* Exercise goal: Report every line of the items that contains the word "bride", copying each line in full. Case counts.
+++ Dataset records +++
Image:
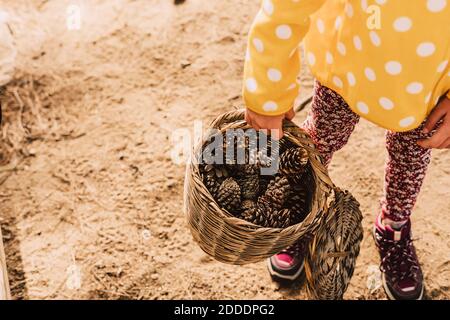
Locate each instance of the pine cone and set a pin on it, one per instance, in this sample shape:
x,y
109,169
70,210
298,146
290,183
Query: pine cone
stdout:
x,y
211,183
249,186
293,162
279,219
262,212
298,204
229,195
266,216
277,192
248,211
+++
+++ Dataset records +++
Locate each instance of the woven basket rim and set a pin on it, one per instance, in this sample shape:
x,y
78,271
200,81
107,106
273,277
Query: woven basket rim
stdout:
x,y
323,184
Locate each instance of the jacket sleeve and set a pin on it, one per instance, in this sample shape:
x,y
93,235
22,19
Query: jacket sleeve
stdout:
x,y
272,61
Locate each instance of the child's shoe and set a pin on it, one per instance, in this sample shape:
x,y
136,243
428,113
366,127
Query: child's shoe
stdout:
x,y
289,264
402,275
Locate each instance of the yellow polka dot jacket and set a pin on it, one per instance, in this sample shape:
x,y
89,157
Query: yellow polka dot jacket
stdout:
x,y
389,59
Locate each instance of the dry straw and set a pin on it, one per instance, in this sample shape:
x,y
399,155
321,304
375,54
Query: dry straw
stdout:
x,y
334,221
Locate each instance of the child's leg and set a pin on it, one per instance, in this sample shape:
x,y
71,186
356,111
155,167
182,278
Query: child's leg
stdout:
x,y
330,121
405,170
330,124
+++
+++ Dataset records +++
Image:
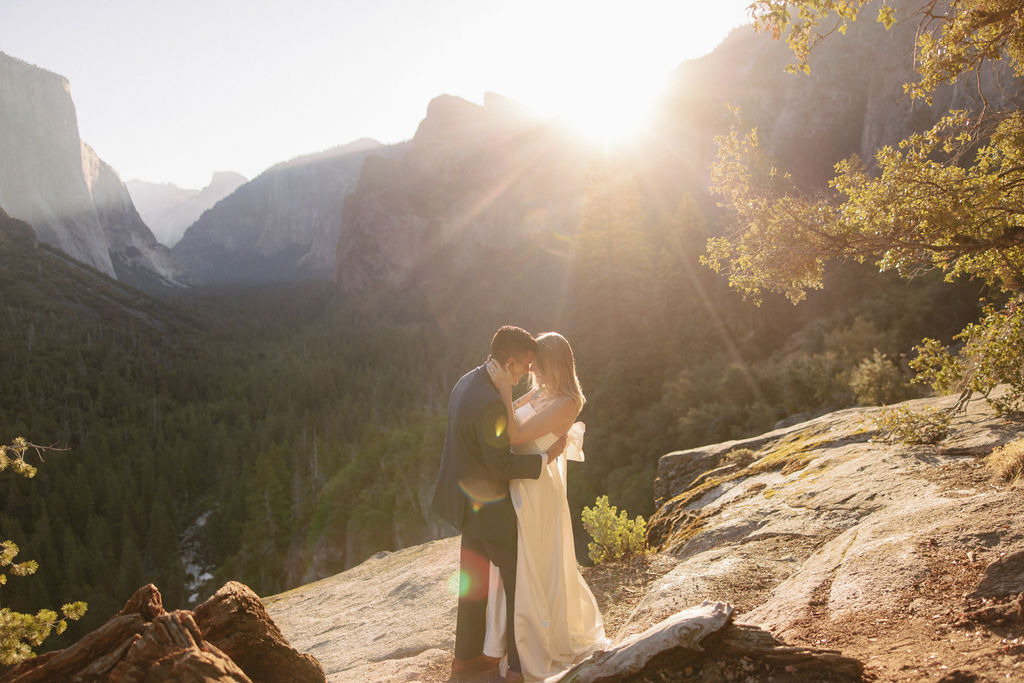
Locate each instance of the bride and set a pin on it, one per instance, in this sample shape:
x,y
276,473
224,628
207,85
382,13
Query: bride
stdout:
+++
* Result:
Locate each instance of the bride and set a pin on it, one per instance, in this sample shape:
Query: bride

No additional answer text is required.